Excerpted records »
--*--

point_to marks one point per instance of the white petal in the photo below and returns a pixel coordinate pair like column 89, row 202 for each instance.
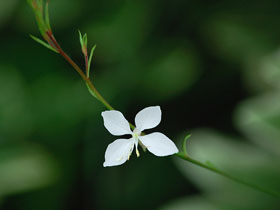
column 115, row 123
column 159, row 144
column 148, row 118
column 118, row 152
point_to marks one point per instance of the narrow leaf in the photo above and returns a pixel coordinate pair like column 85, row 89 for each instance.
column 81, row 39
column 184, row 146
column 91, row 92
column 43, row 43
column 90, row 59
column 85, row 40
column 47, row 18
column 210, row 164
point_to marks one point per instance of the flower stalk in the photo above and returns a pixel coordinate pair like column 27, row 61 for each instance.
column 42, row 18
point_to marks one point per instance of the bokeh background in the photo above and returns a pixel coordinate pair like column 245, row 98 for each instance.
column 213, row 67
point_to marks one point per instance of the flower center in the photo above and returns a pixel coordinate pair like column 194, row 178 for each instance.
column 136, row 135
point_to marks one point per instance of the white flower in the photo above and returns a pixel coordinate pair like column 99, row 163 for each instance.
column 120, row 150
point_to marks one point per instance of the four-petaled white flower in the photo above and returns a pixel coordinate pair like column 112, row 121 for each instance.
column 120, row 150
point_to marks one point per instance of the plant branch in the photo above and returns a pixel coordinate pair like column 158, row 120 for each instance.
column 80, row 72
column 229, row 176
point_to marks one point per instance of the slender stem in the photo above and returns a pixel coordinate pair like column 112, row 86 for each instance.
column 183, row 156
column 86, row 62
column 229, row 176
column 80, row 72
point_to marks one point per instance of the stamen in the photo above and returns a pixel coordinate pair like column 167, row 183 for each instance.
column 137, row 152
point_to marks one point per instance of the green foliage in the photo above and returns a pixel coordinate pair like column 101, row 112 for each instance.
column 43, row 43
column 90, row 59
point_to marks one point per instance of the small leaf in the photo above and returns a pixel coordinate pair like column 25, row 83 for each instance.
column 210, row 164
column 81, row 39
column 85, row 40
column 184, row 146
column 43, row 43
column 90, row 59
column 47, row 18
column 91, row 92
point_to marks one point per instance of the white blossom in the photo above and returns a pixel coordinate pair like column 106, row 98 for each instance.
column 119, row 151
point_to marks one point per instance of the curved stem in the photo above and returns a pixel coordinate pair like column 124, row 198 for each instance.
column 80, row 72
column 229, row 176
column 184, row 155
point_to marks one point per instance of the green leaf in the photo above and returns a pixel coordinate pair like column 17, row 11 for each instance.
column 47, row 18
column 43, row 43
column 210, row 164
column 90, row 59
column 91, row 92
column 85, row 40
column 184, row 146
column 81, row 38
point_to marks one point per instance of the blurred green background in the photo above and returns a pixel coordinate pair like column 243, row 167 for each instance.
column 213, row 67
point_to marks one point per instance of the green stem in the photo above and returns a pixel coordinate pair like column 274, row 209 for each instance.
column 80, row 72
column 229, row 176
column 184, row 155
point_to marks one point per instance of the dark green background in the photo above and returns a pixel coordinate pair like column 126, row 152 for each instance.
column 213, row 67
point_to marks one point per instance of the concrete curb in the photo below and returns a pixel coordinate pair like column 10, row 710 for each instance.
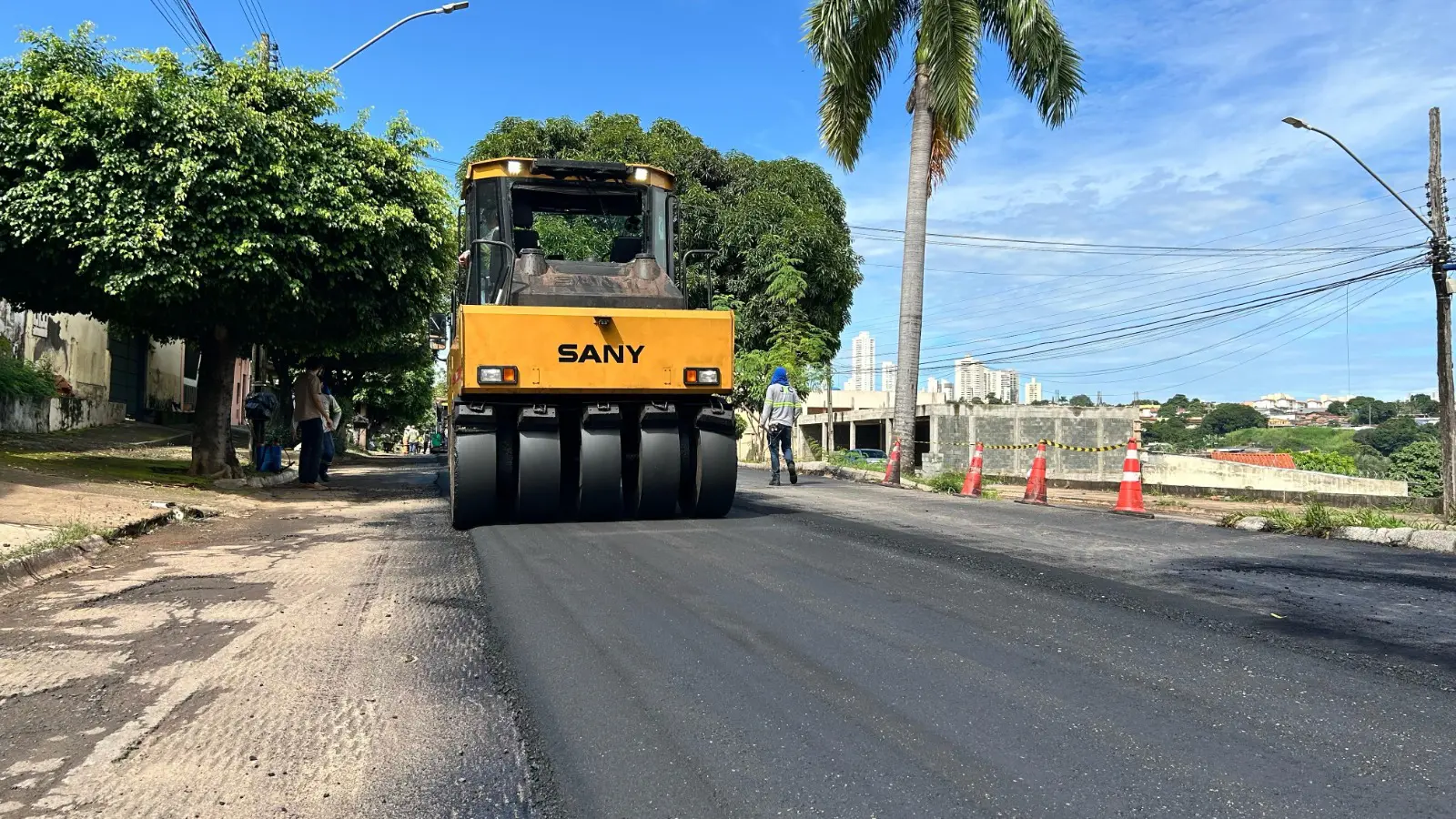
column 257, row 481
column 844, row 474
column 1427, row 540
column 1407, row 537
column 62, row 560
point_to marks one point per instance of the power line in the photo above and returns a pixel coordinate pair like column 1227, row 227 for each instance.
column 1159, row 325
column 1201, row 317
column 1205, row 271
column 1045, row 245
column 172, row 24
column 262, row 15
column 252, row 22
column 1169, row 274
column 197, row 22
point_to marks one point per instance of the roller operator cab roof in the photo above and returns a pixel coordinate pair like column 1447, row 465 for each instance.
column 570, row 171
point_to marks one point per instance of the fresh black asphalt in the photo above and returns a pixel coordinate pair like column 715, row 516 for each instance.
column 798, row 661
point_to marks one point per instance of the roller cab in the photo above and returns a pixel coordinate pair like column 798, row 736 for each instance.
column 584, row 382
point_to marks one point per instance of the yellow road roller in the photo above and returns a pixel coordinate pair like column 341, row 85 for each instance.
column 584, row 383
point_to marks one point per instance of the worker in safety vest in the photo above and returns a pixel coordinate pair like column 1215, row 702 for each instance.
column 781, row 409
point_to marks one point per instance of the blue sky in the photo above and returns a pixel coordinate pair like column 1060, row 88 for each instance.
column 1178, row 143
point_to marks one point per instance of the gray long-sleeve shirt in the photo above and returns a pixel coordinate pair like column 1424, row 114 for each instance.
column 781, row 407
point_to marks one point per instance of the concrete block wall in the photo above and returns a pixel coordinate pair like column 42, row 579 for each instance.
column 956, row 428
column 56, row 414
column 1203, row 472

--*--

Rewrite all of the data above with "pixel position" in place of every occurrence of "pixel coordinate pair", keeping everything else the same. Omit the pictures.

Worked solution »
point_to marks one point per instance of the white petal in the photo below and returns a pixel position like column 89, row 202 for each instance.
column 115, row 123
column 159, row 144
column 148, row 118
column 118, row 152
point_to marks one point per instance of the narrow leaf in the photo above and returns a pixel position like column 85, row 89 for each instance.
column 81, row 39
column 184, row 146
column 91, row 92
column 43, row 43
column 90, row 59
column 85, row 40
column 47, row 18
column 210, row 164
point_to marks one point per instance of the flower stalk in the photo above and returns a pixel position like column 27, row 61 for each instance.
column 42, row 18
point_to marks one point per instance of the bokeh background in the photo above and returns a pixel position like column 245, row 98 for each instance.
column 213, row 67
point_to marks one point per instance of the flower center in the photo above and returns a pixel position like column 194, row 178 for each instance.
column 136, row 135
point_to marks one point per instance of the white flower in the photo above and returns a pixel position like column 99, row 163 for each instance.
column 120, row 150
point_to marks one point per instance of the four-petaled white flower in the photo above and returns a pixel position like column 112, row 121 for each instance.
column 120, row 150
point_to marks one point per instance of the plant branch in the photo above and returns a pixel position like column 158, row 120 for each instance.
column 80, row 72
column 229, row 176
point_to marks one point per instance of the slender stem in the photo above and returns a pixel position like column 112, row 86 for each instance.
column 183, row 156
column 86, row 62
column 229, row 176
column 80, row 72
point_to marks one point per instance of the stamen in the photo above and returns a pixel position like column 167, row 183 for each instance.
column 137, row 152
point_to marks one point per instance of the green foliage in the photo above and returns a pixel position like column 101, row 112 for each instance.
column 43, row 43
column 90, row 59
point_to marks one point per instance of the small leaf in the photo above and returns a pixel position like column 25, row 83 for each instance.
column 210, row 164
column 81, row 39
column 85, row 40
column 184, row 146
column 43, row 43
column 90, row 59
column 47, row 18
column 91, row 92
point_to marks one point per instance of the white blossom in the photo above and returns a pixel position like column 106, row 98 for each instance.
column 119, row 151
point_to marks one point per instance of the curved stem in the photo above and returns a pixel position like column 124, row 198 for each instance.
column 80, row 72
column 229, row 176
column 184, row 155
point_to marks one point per instance of the green leaf in the photo above and returns a pixel position like column 17, row 11 for each instance.
column 47, row 18
column 43, row 43
column 210, row 164
column 90, row 59
column 91, row 92
column 85, row 40
column 184, row 146
column 81, row 38
point_to marks one point per instance of the blurred green background in the photo above and returns a pixel position like column 243, row 167 for each instance.
column 213, row 67
point_to marks one point per instance of the green stem in the photo above and returns a pixel position like column 274, row 209 for each instance.
column 80, row 72
column 229, row 176
column 184, row 155
point_to marks one point per instance of the dark green background in the photo above and returns a pixel position like column 126, row 152 for each instance.
column 213, row 67
point_to marks one point per instance of the concrete curb in the photo below and returns a pixel position like column 10, row 710 for each instance.
column 257, row 481
column 844, row 474
column 1427, row 540
column 1407, row 537
column 62, row 560
point_to marks one point per instance of the power line in the photo above and returns a pixel position like column 1227, row 227 for each instance.
column 1159, row 325
column 1201, row 317
column 1205, row 271
column 1045, row 245
column 172, row 24
column 262, row 15
column 252, row 22
column 1169, row 274
column 197, row 22
point_to marks one point per instance of the roller operator cab roof in the photo above and returns a pixel position like column 1447, row 465 for each instance.
column 570, row 171
point_to marks one point per instance of the fresh black asphalt in the photo above and returns a pixel position like column 715, row 516 for each instance.
column 798, row 661
point_to marks one point per instance of the roller cab in the photo above and returns a pixel position like column 798, row 736 for each instance.
column 584, row 382
point_to marks one point per instance of the yellow road roller in the photo above and returns a pixel position like column 341, row 85 for each instance.
column 584, row 383
point_to marks one point per instance of the worker in safety vest in the photo above and returns a pixel position like column 1215, row 702 for each instance.
column 781, row 409
point_to marks one point per instance of the blue sky in the photo above and returns a pixel position like column 1060, row 88 for each instance.
column 1178, row 143
point_to marks one point per instance of the gray long-sleeve shirt in the photo above and returns a pixel position like column 1424, row 114 for each instance.
column 781, row 407
point_to marks one point per instance of the concrete block wall in the photo above and returns a pixel position like column 42, row 579 for each instance.
column 956, row 428
column 56, row 414
column 1203, row 472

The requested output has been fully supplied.